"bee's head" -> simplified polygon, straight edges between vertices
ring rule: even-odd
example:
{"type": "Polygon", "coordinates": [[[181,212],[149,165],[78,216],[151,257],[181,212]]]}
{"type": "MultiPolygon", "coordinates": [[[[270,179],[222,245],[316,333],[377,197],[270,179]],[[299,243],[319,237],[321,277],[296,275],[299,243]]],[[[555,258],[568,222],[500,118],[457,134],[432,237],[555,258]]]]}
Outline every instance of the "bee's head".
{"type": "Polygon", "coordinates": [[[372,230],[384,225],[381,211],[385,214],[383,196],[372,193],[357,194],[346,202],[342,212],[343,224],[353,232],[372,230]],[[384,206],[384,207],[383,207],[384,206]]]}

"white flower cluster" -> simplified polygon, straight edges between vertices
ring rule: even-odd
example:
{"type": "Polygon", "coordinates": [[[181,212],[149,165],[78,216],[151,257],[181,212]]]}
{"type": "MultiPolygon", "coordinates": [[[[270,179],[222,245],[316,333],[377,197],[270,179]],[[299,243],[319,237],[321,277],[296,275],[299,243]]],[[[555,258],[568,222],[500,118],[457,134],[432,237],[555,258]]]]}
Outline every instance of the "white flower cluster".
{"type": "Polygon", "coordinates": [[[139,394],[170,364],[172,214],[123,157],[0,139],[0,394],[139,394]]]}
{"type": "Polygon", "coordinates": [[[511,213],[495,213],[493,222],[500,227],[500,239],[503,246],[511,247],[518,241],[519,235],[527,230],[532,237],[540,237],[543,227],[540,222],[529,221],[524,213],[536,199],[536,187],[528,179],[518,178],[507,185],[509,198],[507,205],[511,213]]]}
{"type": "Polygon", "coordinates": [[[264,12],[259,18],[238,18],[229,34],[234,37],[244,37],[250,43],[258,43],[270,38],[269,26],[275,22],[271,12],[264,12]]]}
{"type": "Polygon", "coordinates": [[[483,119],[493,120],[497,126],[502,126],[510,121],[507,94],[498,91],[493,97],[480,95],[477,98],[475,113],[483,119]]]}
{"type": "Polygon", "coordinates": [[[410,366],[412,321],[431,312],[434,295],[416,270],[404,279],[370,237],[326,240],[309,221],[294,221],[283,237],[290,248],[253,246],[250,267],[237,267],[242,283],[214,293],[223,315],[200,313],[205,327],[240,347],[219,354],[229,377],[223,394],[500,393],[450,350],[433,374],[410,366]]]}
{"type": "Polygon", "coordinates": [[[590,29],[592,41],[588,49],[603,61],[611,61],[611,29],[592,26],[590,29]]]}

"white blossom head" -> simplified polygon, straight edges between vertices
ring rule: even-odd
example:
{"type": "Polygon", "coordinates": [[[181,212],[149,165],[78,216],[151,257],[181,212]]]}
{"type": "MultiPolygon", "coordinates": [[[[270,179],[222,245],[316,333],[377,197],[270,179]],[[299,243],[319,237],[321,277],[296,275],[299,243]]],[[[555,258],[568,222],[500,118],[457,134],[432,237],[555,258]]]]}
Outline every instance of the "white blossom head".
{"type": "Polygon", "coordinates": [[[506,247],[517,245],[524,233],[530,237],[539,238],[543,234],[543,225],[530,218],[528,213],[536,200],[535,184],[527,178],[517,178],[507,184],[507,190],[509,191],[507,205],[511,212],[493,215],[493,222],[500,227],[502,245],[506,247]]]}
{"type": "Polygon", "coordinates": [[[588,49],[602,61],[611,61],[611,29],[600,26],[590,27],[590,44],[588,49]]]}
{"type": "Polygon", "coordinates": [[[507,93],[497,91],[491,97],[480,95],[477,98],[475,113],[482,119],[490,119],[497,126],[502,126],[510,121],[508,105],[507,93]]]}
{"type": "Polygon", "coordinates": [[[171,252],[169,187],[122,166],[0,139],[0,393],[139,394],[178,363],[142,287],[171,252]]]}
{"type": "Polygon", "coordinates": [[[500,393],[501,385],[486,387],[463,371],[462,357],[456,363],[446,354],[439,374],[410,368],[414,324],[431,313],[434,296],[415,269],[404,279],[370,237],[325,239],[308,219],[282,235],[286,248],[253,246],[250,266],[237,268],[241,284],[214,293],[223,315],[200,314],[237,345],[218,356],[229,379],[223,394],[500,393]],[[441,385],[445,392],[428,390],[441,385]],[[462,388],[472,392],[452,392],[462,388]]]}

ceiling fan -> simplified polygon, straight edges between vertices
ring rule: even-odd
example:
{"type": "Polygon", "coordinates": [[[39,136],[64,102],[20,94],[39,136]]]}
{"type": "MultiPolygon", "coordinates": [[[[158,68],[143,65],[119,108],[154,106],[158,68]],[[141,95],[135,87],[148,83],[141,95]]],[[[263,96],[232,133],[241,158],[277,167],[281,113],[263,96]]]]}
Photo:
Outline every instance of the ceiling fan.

Required work:
Please rewrite all the records above as a JSON list of strings, one string per line, leaving out blank lines.

Task result:
[
  "\"bee's head\" -> simplified polygon, straight edges between vertices",
  "ring rule: even-odd",
  "example:",
  "{\"type\": \"Polygon\", \"coordinates\": [[[181,212],[149,165],[78,216],[151,257],[181,212]]]}",
  "{\"type\": \"MultiPolygon\", \"coordinates\": [[[[270,179],[222,245],[316,333],[377,197],[270,179]],[[299,243],[319,237],[321,277],[296,275],[299,243]]],[[[555,258],[568,222],[500,118],[457,134],[432,237],[555,258]]]]}",
  "Outline every instance of the \"bee's head\".",
  "{\"type\": \"Polygon\", \"coordinates\": [[[372,230],[384,225],[381,211],[385,214],[383,196],[372,193],[357,194],[346,202],[342,212],[343,224],[353,232],[372,230]],[[384,206],[384,207],[383,207],[384,206]]]}",
  "\"white flower cluster\" -> simplified polygon, straight edges between vertices",
  "ring rule: even-odd",
  "example:",
  "{\"type\": \"Polygon\", \"coordinates\": [[[181,212],[149,165],[78,216],[151,257],[181,212]]]}",
  "{\"type\": \"MultiPolygon\", \"coordinates\": [[[[270,179],[222,245],[316,333],[377,197],[270,179]],[[299,243],[319,237],[321,277],[296,275],[299,243]]],[[[555,258],[568,222],[500,118],[457,134],[432,237],[555,258]]]]}",
  "Outline every instance of the \"white flower cluster\".",
  "{\"type\": \"Polygon\", \"coordinates\": [[[139,394],[170,364],[172,214],[123,157],[0,139],[0,394],[139,394]]]}",
  "{\"type\": \"Polygon\", \"coordinates\": [[[511,213],[495,213],[493,222],[500,227],[500,239],[503,246],[511,247],[518,241],[519,235],[527,230],[532,237],[540,237],[543,227],[540,222],[529,221],[524,213],[536,199],[536,187],[528,179],[518,178],[507,185],[509,198],[507,205],[511,213]]]}",
  "{\"type\": \"Polygon\", \"coordinates\": [[[264,12],[259,18],[238,18],[229,34],[234,37],[244,37],[250,43],[258,43],[270,38],[269,26],[275,22],[271,12],[264,12]]]}",
  "{\"type\": \"Polygon\", \"coordinates\": [[[483,119],[493,120],[497,126],[502,126],[510,121],[507,94],[498,91],[493,97],[480,95],[477,98],[475,113],[483,119]]]}",
  "{\"type\": \"Polygon\", \"coordinates\": [[[410,366],[412,321],[431,312],[434,295],[416,270],[404,279],[370,237],[326,240],[309,221],[294,221],[283,237],[290,248],[253,246],[250,267],[237,267],[242,283],[214,293],[223,315],[200,313],[205,327],[240,347],[219,354],[229,377],[223,394],[500,393],[450,350],[433,374],[410,366]]]}",
  "{\"type\": \"Polygon\", \"coordinates\": [[[590,29],[592,41],[588,49],[603,61],[611,61],[611,29],[592,26],[590,29]]]}",
  "\"white blossom head\" -> simplified polygon, straight edges between vertices",
  "ring rule: even-odd",
  "example:",
  "{\"type\": \"Polygon\", \"coordinates\": [[[181,212],[149,165],[78,216],[151,257],[181,212]]]}",
  "{\"type\": \"MultiPolygon\", \"coordinates\": [[[[270,179],[222,245],[316,333],[377,197],[270,179]],[[299,243],[319,237],[321,277],[296,275],[299,243]]],[[[555,258],[568,222],[500,118],[457,134],[432,237],[555,258]]]]}",
  "Outline every instance of the \"white blossom head\".",
  "{\"type\": \"Polygon\", \"coordinates\": [[[506,247],[517,245],[524,233],[530,237],[539,238],[543,234],[543,225],[530,218],[528,213],[536,200],[535,184],[527,178],[517,178],[507,184],[507,190],[509,191],[507,205],[511,212],[493,215],[493,222],[500,227],[502,245],[506,247]]]}",
  "{\"type\": \"Polygon\", \"coordinates\": [[[588,49],[602,61],[611,61],[611,29],[600,26],[590,27],[590,44],[588,49]]]}",
  "{\"type\": \"Polygon\", \"coordinates\": [[[507,93],[497,91],[491,97],[480,95],[477,98],[475,113],[482,119],[490,119],[497,126],[502,126],[510,121],[508,105],[507,93]]]}",
  "{\"type\": \"Polygon\", \"coordinates\": [[[171,252],[169,187],[122,166],[0,139],[0,393],[139,394],[178,363],[142,287],[171,252]]]}",
  "{\"type\": \"Polygon\", \"coordinates\": [[[500,393],[501,385],[486,387],[463,371],[462,357],[456,363],[446,354],[439,374],[410,368],[414,324],[431,313],[434,296],[415,269],[404,279],[370,237],[325,239],[308,219],[282,235],[286,248],[253,246],[250,266],[237,268],[241,284],[214,293],[223,315],[200,314],[237,345],[218,356],[229,379],[223,394],[500,393]],[[441,385],[445,392],[428,390],[441,385]],[[462,388],[472,392],[452,392],[462,388]]]}",
  "ceiling fan -> simplified polygon, straight edges between vertices",
  "ring rule: even-odd",
  "example:",
  "{\"type\": \"Polygon\", \"coordinates\": [[[39,136],[64,102],[20,94],[39,136]]]}",
  "{\"type\": \"MultiPolygon\", \"coordinates\": [[[[158,68],[143,65],[119,108],[154,106],[158,68]],[[141,95],[135,87],[148,83],[141,95]]],[[[263,96],[232,133],[241,158],[277,167],[281,113],[263,96]]]]}",
  "Photo:",
  "Outline every instance of the ceiling fan."
]